JOB A: Name every tool that appears in the heading of the report-generation post below.

****

In this case, the output looks the same as it did in our last iteration. Those are some basic methods for getting data into a template, and in my case I think the dictionary is the ideal data structure for this. In going further, my goal is to keep all the formatting and presentation issues in LaTeX, and all the data processing and selection pieces in Python.

## Creating Reports with SQLite, Python, Jinja2, and LaTeX

March 29th, 2015

For a long time, I’ve been wanting to figure out a way to generate reports from a SQLite / Spatialite database. For example, I’d like to reach into a database and generate profiles for different places that contain tables, charts, and maps. I know I can use Python to connect to the db and pull out variables. I also learned how to use LaTeX several years back when I revised the GIS Practicum manual, and routinely use it for writing reports, articles, and hand-outs.

I finally have time to devote to this, and am going to share what I’m learning in a series of posts. In this post I’ll describe how I got started, and will record some useful projects and posts that I’ve found.

****

JOB B: Gather each line of the records below that includes the string "picture".

Stored items from a collection:
****

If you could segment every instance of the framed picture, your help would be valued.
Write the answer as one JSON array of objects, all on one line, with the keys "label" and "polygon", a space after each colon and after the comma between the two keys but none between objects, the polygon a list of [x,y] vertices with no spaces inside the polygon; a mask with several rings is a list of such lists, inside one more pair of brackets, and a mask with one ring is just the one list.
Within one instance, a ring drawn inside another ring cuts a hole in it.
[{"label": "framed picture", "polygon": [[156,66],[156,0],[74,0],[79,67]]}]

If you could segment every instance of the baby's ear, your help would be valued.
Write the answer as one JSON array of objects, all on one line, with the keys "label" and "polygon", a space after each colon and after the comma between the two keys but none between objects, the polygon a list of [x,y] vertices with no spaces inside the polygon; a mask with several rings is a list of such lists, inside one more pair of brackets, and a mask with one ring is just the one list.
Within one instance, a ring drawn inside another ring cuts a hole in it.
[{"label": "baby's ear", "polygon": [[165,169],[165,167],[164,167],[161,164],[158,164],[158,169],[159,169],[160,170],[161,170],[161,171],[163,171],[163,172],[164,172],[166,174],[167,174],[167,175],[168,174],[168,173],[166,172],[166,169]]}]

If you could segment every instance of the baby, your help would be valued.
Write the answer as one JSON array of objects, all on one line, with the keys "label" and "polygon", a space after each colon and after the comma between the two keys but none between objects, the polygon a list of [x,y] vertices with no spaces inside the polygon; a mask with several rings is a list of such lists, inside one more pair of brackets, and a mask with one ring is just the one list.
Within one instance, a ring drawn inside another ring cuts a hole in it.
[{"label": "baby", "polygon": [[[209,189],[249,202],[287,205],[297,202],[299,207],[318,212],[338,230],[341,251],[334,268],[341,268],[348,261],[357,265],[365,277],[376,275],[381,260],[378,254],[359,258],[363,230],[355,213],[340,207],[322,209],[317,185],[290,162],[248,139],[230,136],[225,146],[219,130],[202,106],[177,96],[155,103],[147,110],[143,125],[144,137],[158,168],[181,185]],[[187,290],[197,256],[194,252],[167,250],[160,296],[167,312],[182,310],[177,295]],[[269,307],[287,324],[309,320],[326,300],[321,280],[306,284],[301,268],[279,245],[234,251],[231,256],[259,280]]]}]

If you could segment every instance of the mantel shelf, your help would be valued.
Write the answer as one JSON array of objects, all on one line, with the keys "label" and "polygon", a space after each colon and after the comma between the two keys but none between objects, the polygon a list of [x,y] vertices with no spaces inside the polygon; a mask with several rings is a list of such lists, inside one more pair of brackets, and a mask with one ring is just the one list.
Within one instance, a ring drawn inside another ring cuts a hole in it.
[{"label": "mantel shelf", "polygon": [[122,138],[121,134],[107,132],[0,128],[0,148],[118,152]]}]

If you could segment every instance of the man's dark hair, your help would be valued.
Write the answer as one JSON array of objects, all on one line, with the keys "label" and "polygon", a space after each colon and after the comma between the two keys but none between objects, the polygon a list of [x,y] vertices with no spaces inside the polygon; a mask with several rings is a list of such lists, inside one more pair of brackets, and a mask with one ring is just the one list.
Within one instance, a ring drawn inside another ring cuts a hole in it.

****

WRITTEN REPLY A: SQLite, Python, Jinja2, LaTeX

WRITTEN REPLY B:
If you could segment every instance of the framed picture, your help would be valued.
[{"label": "framed picture", "polygon": [[156,66],[156,0],[74,0],[79,67]]}]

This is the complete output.